▸ RECORD LIST
--- --- ---
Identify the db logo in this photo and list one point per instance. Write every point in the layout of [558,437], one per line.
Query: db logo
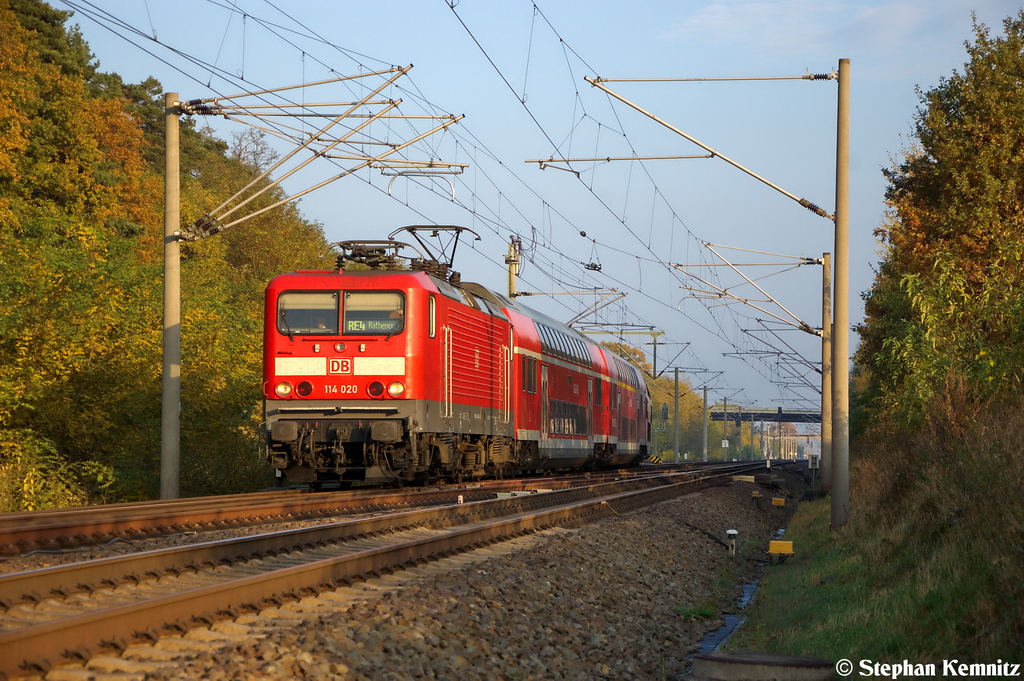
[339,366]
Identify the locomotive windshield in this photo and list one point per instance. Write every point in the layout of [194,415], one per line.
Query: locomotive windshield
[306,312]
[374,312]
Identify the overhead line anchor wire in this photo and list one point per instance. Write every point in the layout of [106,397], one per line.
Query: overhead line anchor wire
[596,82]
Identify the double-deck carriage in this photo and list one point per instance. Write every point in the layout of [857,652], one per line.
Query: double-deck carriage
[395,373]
--- --- ---
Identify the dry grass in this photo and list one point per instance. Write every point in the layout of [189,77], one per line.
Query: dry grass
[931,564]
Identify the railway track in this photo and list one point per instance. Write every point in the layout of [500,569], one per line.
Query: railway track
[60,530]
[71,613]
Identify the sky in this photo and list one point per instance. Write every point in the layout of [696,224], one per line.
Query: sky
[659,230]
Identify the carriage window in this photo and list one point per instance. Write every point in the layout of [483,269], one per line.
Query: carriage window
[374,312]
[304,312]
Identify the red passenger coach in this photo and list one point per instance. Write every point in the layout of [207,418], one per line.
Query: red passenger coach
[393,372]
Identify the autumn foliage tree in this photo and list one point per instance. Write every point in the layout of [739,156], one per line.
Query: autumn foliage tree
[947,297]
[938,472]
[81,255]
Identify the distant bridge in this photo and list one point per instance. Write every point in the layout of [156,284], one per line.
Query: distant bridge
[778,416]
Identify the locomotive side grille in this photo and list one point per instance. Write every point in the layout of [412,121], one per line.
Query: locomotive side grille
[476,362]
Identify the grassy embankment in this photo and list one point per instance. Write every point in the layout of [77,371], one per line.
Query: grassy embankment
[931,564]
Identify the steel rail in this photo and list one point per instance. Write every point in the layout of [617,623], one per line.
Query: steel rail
--- --- ---
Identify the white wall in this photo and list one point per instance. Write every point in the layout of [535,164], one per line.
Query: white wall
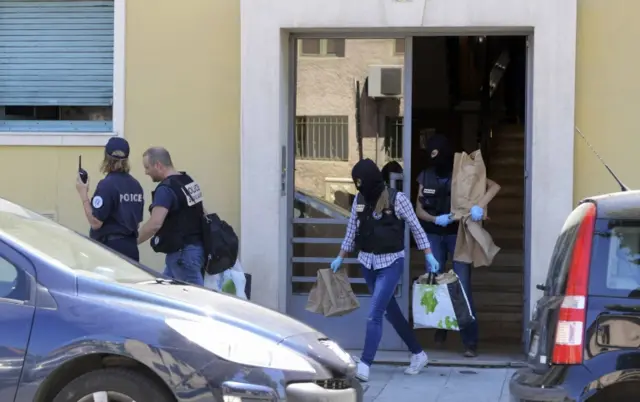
--- --- ---
Could you change "steel rail" to "metal rail" in the entries, covering everything from the line with "Identify the steel" down to the line with "Query: steel rail", and write those lines out again with nothing else altered?

Identify the metal rail in this photo and list one point per instance. Write every point in the layout of [617,623], one per line.
Query: metal rail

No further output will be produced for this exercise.